- **WRITTEN EXERCISE**
Give back exactly the lines from the one containing "Keypoint placement: for each instance of the person" through the end of the records, including both, and no others.

- **PROVIDED RECORDS**
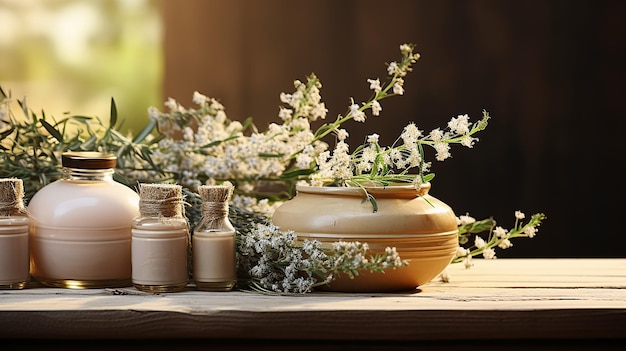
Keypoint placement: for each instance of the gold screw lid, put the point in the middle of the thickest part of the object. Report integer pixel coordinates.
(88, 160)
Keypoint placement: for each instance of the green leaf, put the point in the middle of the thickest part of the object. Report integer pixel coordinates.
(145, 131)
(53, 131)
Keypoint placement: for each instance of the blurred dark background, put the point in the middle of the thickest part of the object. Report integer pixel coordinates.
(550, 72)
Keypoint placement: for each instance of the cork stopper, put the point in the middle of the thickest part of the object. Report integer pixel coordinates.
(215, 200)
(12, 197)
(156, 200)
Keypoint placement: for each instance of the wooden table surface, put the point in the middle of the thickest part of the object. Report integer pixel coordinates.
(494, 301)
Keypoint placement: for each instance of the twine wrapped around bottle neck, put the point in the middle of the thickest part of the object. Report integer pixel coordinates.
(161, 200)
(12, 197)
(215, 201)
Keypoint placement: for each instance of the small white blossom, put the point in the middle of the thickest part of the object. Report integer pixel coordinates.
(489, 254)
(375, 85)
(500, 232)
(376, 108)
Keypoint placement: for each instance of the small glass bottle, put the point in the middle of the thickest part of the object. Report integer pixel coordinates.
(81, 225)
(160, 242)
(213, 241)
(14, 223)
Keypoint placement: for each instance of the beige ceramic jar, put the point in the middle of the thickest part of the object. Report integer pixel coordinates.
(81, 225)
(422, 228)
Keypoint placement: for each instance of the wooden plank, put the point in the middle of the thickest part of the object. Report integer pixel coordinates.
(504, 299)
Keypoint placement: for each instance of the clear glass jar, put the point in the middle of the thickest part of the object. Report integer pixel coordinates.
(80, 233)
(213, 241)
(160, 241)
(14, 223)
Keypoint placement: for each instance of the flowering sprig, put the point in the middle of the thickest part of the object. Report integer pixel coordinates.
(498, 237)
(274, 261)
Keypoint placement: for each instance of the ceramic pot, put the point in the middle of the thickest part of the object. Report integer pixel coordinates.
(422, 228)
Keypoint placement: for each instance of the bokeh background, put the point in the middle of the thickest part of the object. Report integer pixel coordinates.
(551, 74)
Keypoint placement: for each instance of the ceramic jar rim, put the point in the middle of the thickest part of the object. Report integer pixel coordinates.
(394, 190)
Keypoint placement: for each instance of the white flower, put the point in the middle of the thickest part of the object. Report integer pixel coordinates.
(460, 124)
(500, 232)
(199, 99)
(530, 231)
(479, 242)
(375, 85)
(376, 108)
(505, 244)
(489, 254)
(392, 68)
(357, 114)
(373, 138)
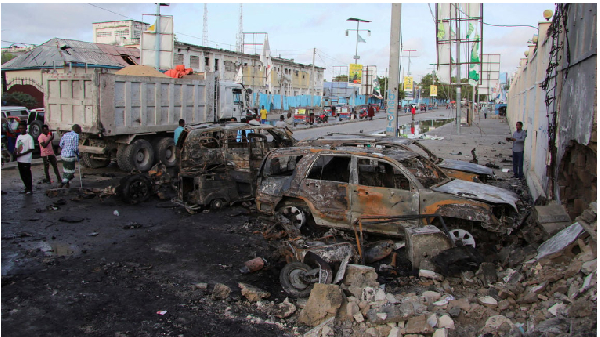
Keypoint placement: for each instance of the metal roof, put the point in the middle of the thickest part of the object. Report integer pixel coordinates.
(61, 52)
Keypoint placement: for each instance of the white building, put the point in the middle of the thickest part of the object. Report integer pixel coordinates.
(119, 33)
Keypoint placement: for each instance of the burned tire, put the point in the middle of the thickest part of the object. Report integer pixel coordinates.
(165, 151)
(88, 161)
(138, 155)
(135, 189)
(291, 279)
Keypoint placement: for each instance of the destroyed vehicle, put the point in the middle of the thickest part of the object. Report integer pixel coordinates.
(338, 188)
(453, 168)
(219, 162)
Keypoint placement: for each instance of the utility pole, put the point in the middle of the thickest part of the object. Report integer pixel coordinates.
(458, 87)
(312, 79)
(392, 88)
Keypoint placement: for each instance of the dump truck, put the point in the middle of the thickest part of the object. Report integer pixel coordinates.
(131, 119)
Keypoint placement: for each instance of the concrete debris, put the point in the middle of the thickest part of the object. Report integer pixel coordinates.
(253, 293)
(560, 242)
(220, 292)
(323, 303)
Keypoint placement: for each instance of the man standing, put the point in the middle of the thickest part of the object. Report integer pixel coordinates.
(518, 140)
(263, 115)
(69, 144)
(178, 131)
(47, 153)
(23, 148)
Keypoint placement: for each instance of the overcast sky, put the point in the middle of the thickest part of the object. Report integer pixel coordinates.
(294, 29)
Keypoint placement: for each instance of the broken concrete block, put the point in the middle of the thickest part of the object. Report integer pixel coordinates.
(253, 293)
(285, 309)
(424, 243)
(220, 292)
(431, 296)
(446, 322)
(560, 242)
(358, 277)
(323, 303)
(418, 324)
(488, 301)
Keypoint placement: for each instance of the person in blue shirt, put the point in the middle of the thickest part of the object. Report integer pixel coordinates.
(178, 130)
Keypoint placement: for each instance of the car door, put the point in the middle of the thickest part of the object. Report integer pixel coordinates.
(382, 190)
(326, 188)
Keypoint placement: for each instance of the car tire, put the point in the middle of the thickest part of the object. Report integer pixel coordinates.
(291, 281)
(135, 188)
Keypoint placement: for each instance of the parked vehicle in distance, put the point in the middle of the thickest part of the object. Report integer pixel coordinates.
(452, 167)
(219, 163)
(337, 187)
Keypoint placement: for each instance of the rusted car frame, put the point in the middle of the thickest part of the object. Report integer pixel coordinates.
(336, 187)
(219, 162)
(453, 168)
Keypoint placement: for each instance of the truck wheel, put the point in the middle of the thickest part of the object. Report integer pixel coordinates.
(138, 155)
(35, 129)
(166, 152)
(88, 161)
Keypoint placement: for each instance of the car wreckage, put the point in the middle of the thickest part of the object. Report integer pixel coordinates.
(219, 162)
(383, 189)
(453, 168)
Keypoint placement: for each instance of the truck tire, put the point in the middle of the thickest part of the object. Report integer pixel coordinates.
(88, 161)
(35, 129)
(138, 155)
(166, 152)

- **REPLY**
Keypoint placement: for each instance of the person in blue shirt, put the point in the middle of the thickest part of the object. Report integer pixel coordinates.
(178, 130)
Keypoint placement: for each instance of the car door, put the point in the middle of the thickest part of the object. Report integer pixel coordinates.
(382, 190)
(326, 188)
Keypoint placement: for each instance of the car tire, put the point in the middle of the thickest part of the object. Report integer pixel coordinates.
(291, 281)
(135, 188)
Keypoint placement: for each instance of the parked vehicle in distance, put the point in the middle of the thickest part of the object. Report integer pixel coordinates.
(452, 167)
(219, 163)
(337, 187)
Keypoint placement: for each instance of the rusted car frame, put the point in the middle of the thickest part of the object. Report integer pixel coordinates.
(336, 187)
(219, 162)
(453, 168)
Keypoint placement: for each instance of the truck wheel, put the point in the middle of the thickest part of the object. Report integer pixel coordinates.
(138, 155)
(35, 129)
(166, 152)
(88, 161)
Keypoint placement: for each instance of the car wreckage, put the point in the middle of the thickest part of the object. Report integer pixel coordinates.
(219, 162)
(383, 189)
(453, 168)
Keypoint placement: for each instance of the truck tire, put the point in the middle of the thickest part of the object. Report integer pixel coordinates.
(88, 161)
(35, 129)
(138, 155)
(166, 152)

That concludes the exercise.